**PROBLEM TO WORK ON**
Extract every line of the entries below that contains the word "statue".

== ENTRIES ==

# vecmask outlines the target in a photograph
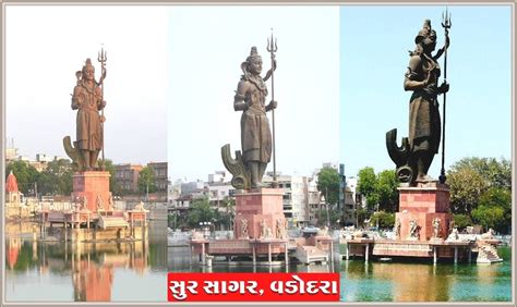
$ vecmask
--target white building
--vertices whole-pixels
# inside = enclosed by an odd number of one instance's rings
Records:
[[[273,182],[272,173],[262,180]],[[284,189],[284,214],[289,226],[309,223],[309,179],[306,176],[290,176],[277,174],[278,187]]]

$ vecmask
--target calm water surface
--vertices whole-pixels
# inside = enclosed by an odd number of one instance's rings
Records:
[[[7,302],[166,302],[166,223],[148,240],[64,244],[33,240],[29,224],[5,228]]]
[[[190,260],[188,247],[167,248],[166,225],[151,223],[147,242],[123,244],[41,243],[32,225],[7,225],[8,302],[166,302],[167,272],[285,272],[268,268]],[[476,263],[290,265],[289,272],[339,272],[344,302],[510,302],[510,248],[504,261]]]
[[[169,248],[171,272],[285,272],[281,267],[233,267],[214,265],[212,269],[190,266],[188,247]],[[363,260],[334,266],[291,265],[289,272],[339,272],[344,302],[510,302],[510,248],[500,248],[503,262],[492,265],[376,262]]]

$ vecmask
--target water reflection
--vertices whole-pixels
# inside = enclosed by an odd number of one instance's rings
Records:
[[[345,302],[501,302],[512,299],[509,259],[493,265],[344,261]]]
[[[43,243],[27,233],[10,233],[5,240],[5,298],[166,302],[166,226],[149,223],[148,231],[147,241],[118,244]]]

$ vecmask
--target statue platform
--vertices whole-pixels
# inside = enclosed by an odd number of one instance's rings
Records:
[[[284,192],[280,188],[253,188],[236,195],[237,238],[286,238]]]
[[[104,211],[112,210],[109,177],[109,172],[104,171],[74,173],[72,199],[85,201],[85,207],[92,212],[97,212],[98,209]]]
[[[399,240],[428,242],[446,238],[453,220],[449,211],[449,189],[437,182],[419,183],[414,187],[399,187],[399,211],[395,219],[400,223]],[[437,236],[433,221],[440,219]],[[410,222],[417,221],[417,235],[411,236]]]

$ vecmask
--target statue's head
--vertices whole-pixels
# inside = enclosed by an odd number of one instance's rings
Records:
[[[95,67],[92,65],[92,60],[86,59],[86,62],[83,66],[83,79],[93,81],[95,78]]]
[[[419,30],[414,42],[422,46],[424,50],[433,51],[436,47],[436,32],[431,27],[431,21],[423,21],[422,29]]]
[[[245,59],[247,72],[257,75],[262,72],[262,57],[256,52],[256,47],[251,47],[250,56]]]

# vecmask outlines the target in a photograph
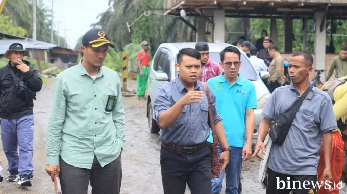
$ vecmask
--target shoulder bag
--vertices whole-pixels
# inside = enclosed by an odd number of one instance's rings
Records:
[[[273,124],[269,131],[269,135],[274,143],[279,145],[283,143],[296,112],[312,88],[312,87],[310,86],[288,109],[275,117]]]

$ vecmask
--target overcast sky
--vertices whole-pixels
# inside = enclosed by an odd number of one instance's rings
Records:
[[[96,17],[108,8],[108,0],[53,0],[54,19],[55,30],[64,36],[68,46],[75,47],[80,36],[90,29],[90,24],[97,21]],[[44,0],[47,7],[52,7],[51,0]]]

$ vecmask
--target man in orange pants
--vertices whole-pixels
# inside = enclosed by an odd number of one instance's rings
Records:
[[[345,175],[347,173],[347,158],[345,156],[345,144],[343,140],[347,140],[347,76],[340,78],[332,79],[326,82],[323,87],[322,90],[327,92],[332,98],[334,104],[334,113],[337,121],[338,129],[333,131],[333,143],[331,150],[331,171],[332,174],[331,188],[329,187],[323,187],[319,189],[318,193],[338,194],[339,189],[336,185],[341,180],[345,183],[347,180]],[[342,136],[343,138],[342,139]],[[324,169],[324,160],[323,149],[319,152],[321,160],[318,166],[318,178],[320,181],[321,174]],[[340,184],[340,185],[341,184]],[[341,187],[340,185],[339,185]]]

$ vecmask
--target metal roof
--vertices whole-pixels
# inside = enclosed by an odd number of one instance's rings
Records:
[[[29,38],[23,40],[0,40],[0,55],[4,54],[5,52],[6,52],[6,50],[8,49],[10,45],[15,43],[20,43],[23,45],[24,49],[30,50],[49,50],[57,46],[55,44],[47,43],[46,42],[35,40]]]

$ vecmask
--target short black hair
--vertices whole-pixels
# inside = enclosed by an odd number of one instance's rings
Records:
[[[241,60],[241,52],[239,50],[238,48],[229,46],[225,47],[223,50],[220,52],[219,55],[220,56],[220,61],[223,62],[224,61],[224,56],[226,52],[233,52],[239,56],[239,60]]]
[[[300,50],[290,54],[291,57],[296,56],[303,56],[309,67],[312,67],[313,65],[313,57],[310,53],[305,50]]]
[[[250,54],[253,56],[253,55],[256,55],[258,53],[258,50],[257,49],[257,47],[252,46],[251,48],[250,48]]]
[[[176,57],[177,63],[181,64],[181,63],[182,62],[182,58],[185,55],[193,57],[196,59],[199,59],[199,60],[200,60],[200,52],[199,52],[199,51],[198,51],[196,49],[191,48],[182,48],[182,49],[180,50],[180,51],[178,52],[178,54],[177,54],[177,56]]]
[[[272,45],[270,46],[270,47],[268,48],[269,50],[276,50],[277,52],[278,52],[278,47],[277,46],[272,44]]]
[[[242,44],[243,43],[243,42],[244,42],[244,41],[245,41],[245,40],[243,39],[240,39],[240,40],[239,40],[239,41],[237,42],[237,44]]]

===

**RESPONSE**
--target statue platform
--target statue's head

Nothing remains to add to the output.